**Exercise**
If an entry below contains an image, drop the image and retype the rest exactly.

**Data shown**
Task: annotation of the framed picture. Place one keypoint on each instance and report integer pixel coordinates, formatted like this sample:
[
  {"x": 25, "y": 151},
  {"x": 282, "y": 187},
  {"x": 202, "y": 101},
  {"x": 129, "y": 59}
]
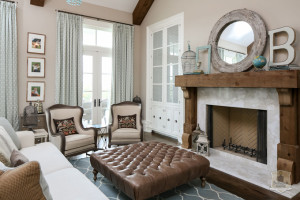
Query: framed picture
[
  {"x": 35, "y": 91},
  {"x": 36, "y": 67},
  {"x": 36, "y": 43},
  {"x": 203, "y": 58}
]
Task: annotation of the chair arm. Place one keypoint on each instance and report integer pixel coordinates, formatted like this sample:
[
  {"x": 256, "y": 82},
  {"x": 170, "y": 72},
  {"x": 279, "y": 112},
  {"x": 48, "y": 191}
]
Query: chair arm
[
  {"x": 26, "y": 138},
  {"x": 59, "y": 140}
]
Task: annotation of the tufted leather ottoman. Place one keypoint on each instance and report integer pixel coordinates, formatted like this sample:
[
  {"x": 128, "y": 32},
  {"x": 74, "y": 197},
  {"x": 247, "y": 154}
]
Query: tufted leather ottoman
[{"x": 146, "y": 169}]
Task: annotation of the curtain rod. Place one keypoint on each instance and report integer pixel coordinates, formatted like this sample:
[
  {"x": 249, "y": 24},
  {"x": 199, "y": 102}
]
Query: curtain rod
[
  {"x": 99, "y": 19},
  {"x": 10, "y": 1}
]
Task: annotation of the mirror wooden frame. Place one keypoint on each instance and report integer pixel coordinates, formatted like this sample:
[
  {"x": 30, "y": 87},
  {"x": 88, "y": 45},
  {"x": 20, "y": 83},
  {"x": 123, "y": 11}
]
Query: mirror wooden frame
[{"x": 258, "y": 48}]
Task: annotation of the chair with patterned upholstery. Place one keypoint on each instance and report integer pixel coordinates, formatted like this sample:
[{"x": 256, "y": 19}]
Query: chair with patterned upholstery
[
  {"x": 126, "y": 127},
  {"x": 66, "y": 131}
]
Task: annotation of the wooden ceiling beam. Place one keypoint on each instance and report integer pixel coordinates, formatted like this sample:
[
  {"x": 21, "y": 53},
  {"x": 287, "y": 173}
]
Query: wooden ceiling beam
[
  {"x": 37, "y": 2},
  {"x": 141, "y": 11}
]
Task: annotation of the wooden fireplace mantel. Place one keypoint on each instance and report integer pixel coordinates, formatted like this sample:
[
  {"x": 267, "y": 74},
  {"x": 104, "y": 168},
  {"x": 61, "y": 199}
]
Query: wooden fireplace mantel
[{"x": 287, "y": 84}]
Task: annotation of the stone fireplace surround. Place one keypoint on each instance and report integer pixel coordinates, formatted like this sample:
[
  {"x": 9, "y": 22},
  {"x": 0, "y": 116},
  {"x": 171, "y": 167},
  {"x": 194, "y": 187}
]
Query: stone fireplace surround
[{"x": 277, "y": 92}]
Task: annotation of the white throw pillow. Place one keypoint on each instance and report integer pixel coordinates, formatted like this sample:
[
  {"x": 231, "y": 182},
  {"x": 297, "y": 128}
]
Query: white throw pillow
[{"x": 6, "y": 146}]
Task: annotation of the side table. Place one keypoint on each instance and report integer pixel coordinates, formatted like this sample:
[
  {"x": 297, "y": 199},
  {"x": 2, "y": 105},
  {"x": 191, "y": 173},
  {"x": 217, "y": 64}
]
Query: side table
[
  {"x": 40, "y": 135},
  {"x": 101, "y": 131}
]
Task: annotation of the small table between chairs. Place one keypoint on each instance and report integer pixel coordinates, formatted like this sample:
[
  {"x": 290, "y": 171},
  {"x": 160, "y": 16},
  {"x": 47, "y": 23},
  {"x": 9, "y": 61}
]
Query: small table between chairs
[{"x": 101, "y": 131}]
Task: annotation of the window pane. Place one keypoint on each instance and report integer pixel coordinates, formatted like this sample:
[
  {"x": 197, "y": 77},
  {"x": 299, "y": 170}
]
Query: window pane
[
  {"x": 173, "y": 35},
  {"x": 157, "y": 93},
  {"x": 89, "y": 36},
  {"x": 106, "y": 82},
  {"x": 172, "y": 54},
  {"x": 157, "y": 39},
  {"x": 87, "y": 82},
  {"x": 106, "y": 65},
  {"x": 104, "y": 39},
  {"x": 157, "y": 74},
  {"x": 87, "y": 64},
  {"x": 157, "y": 57}
]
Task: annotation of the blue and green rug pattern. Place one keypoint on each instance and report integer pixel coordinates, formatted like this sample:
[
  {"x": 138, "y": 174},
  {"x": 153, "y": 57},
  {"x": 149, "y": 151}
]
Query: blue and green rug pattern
[{"x": 190, "y": 191}]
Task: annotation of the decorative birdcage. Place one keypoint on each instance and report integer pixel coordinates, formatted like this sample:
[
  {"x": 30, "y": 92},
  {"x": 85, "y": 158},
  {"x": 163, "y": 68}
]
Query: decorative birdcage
[
  {"x": 202, "y": 143},
  {"x": 188, "y": 61},
  {"x": 30, "y": 117}
]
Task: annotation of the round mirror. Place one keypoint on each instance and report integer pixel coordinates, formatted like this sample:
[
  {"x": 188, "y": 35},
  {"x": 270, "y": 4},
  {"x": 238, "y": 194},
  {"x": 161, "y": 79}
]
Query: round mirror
[
  {"x": 236, "y": 39},
  {"x": 235, "y": 42}
]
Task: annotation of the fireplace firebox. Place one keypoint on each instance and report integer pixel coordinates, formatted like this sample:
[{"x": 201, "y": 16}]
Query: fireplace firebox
[{"x": 238, "y": 131}]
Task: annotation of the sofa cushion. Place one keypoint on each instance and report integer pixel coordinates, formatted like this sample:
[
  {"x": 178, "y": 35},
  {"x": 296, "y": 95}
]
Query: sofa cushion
[
  {"x": 49, "y": 157},
  {"x": 78, "y": 140},
  {"x": 9, "y": 129},
  {"x": 24, "y": 182},
  {"x": 6, "y": 146},
  {"x": 66, "y": 126},
  {"x": 70, "y": 184},
  {"x": 17, "y": 158},
  {"x": 126, "y": 133},
  {"x": 128, "y": 121}
]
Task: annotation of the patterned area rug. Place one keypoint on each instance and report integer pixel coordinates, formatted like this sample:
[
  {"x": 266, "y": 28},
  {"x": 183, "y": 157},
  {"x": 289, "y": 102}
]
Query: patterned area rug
[{"x": 191, "y": 190}]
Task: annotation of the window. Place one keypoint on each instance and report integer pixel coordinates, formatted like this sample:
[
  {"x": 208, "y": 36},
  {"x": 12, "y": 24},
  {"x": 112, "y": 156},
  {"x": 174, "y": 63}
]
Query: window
[{"x": 97, "y": 71}]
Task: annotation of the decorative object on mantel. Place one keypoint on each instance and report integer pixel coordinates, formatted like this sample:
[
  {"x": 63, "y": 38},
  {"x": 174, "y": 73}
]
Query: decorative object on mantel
[
  {"x": 74, "y": 2},
  {"x": 137, "y": 99},
  {"x": 203, "y": 59},
  {"x": 188, "y": 61},
  {"x": 255, "y": 48},
  {"x": 259, "y": 62},
  {"x": 286, "y": 46},
  {"x": 202, "y": 143},
  {"x": 39, "y": 107},
  {"x": 30, "y": 118}
]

**Answer to the problem**
Task: annotation of the framed picture. Place one keypoint on each instance and report integer pixel coordinates, formatted like this sample:
[
  {"x": 25, "y": 151},
  {"x": 282, "y": 187},
  {"x": 202, "y": 101},
  {"x": 129, "y": 59}
]
Query: framed picture
[
  {"x": 35, "y": 91},
  {"x": 36, "y": 67},
  {"x": 36, "y": 43},
  {"x": 203, "y": 58}
]
Task: annotation of the chair arm. Place one keypoint on each instance and report integer pixel coordinates, formatted like this sample:
[
  {"x": 256, "y": 82},
  {"x": 170, "y": 72},
  {"x": 279, "y": 112},
  {"x": 48, "y": 191}
]
Query: chair arm
[
  {"x": 26, "y": 138},
  {"x": 59, "y": 140}
]
Task: annotation of the tufted leather ottoman. Place one keypoint on each instance and report integer pixel coordinates, formatted like this sample:
[
  {"x": 128, "y": 32},
  {"x": 74, "y": 197},
  {"x": 247, "y": 154}
]
Query: tufted leather ottoman
[{"x": 146, "y": 169}]
Task: annotation of the curtain rod. Place one keypoint on each instance and report integer pixel coordinates, formatted like this sample:
[
  {"x": 249, "y": 24},
  {"x": 199, "y": 102}
]
Query: curtain rod
[
  {"x": 99, "y": 19},
  {"x": 10, "y": 1}
]
Task: annotation of the mirror wooden frame. Place one keypoint on each instance and report integer pixel coordinates, formatted like this sample:
[
  {"x": 30, "y": 87},
  {"x": 88, "y": 45},
  {"x": 20, "y": 83},
  {"x": 123, "y": 11}
]
Query: mirror wooden frame
[{"x": 258, "y": 48}]
Task: annotation of the chair with patterned upholstery. Place one keypoint on each instance and report integer pixel coordinates, formatted like this sample:
[{"x": 256, "y": 19}]
Query: chair with patterned upholstery
[
  {"x": 126, "y": 127},
  {"x": 66, "y": 131}
]
Task: annotation of the wooden ceiling beam. Place one keypoint on each instance and report integer pixel coordinates, formatted like this sample:
[
  {"x": 21, "y": 53},
  {"x": 287, "y": 173}
]
Query: wooden ceiling beam
[
  {"x": 37, "y": 2},
  {"x": 141, "y": 11}
]
Task: annotation of the wooden fireplace mantel. Place one keypoint on each instance and report integer pixel coordinates, formatted like this sample:
[
  {"x": 267, "y": 74},
  {"x": 104, "y": 168},
  {"x": 61, "y": 199}
]
Query: wooden fireplace mantel
[{"x": 287, "y": 84}]
Task: annotation of the stone fireplace surround. Place one keypoint on each instance and report integer pixel coordinates, formatted like this sample:
[
  {"x": 9, "y": 22},
  {"x": 0, "y": 116},
  {"x": 171, "y": 167},
  {"x": 194, "y": 187}
]
Query: stone fireplace surround
[{"x": 277, "y": 92}]
Task: annotation of the white throw pillow. Place one keypoint on each instance and report integer pixel coordinates, formatted like this sample:
[
  {"x": 231, "y": 182},
  {"x": 297, "y": 128}
]
Query: white throw pillow
[{"x": 6, "y": 146}]
Task: annotation of the side table. Place one keypoint on each instance and report integer pixel coordinates, formatted like this sample:
[
  {"x": 297, "y": 199},
  {"x": 2, "y": 105},
  {"x": 191, "y": 173},
  {"x": 217, "y": 64}
]
Query: side table
[
  {"x": 40, "y": 135},
  {"x": 101, "y": 131}
]
Task: annotation of the small table between chairs. Place one keypoint on each instance and report integer pixel coordinates, formatted like this sample:
[
  {"x": 290, "y": 171},
  {"x": 160, "y": 16},
  {"x": 47, "y": 23},
  {"x": 9, "y": 61}
]
Query: small table between chairs
[{"x": 101, "y": 131}]
Task: annotation of the window pane. Place one keypoint on each instance and report integer pixel coordinates, formatted like this sample:
[
  {"x": 197, "y": 77},
  {"x": 299, "y": 170}
]
Query: window pane
[
  {"x": 173, "y": 35},
  {"x": 157, "y": 93},
  {"x": 89, "y": 36},
  {"x": 106, "y": 82},
  {"x": 172, "y": 54},
  {"x": 157, "y": 39},
  {"x": 87, "y": 82},
  {"x": 106, "y": 65},
  {"x": 104, "y": 39},
  {"x": 157, "y": 74},
  {"x": 87, "y": 64},
  {"x": 157, "y": 57}
]
Task: annotation of the blue and green rug pattern. Place one keypoint on each instance and report integer pixel coordinates, formatted like this sample:
[
  {"x": 138, "y": 174},
  {"x": 153, "y": 57},
  {"x": 149, "y": 151}
]
Query: blue and green rug pattern
[{"x": 190, "y": 191}]
Task: annotation of the decorative birdcage. Place one keypoint on each instance and report integer pixel coordinates, formatted like this sample:
[
  {"x": 30, "y": 92},
  {"x": 85, "y": 158},
  {"x": 163, "y": 68}
]
Query: decorative birdcage
[
  {"x": 202, "y": 143},
  {"x": 188, "y": 61},
  {"x": 30, "y": 117}
]
Task: annotation of the round mirror. Place one keypoint on each instance and report integer pixel coordinates, formatted like this sample:
[
  {"x": 188, "y": 35},
  {"x": 270, "y": 4},
  {"x": 238, "y": 194},
  {"x": 161, "y": 79}
]
Query: round mirror
[
  {"x": 236, "y": 39},
  {"x": 235, "y": 42}
]
Task: annotation of the fireplace firebox. Place one keypoint on each instance and report integer pixel coordinates, formatted like this sample:
[{"x": 201, "y": 16}]
Query: fireplace firebox
[{"x": 238, "y": 131}]
Task: annotation of the sofa cushion. Place one keypoint on each instance and report integer pixel coordinates, formatted like this sample:
[
  {"x": 178, "y": 35},
  {"x": 296, "y": 95}
]
Query: sofa cushion
[
  {"x": 49, "y": 157},
  {"x": 78, "y": 140},
  {"x": 9, "y": 129},
  {"x": 24, "y": 182},
  {"x": 6, "y": 146},
  {"x": 66, "y": 126},
  {"x": 70, "y": 184},
  {"x": 17, "y": 158},
  {"x": 126, "y": 133},
  {"x": 128, "y": 121}
]
Task: annotation of the patterned area rug. Place one keypoint on each instance and report integer pixel coordinates, formatted like this sample:
[
  {"x": 266, "y": 28},
  {"x": 183, "y": 157},
  {"x": 289, "y": 102}
]
Query: patterned area rug
[{"x": 191, "y": 190}]
Task: annotation of the window. Place one keypoint on each instance and report integer pixel coordinates, formatted like this sample:
[
  {"x": 208, "y": 36},
  {"x": 12, "y": 24},
  {"x": 112, "y": 156},
  {"x": 174, "y": 63}
]
Query: window
[{"x": 97, "y": 71}]
Task: annotation of the decorative object on mantel. Place one keypoint on each instance and report integer pixel coordinates, formatted like this sample:
[
  {"x": 63, "y": 38},
  {"x": 174, "y": 73}
]
Query: decorative object on mantel
[
  {"x": 74, "y": 2},
  {"x": 137, "y": 99},
  {"x": 203, "y": 59},
  {"x": 188, "y": 61},
  {"x": 255, "y": 48},
  {"x": 259, "y": 62},
  {"x": 286, "y": 46},
  {"x": 202, "y": 143},
  {"x": 39, "y": 107},
  {"x": 30, "y": 118}
]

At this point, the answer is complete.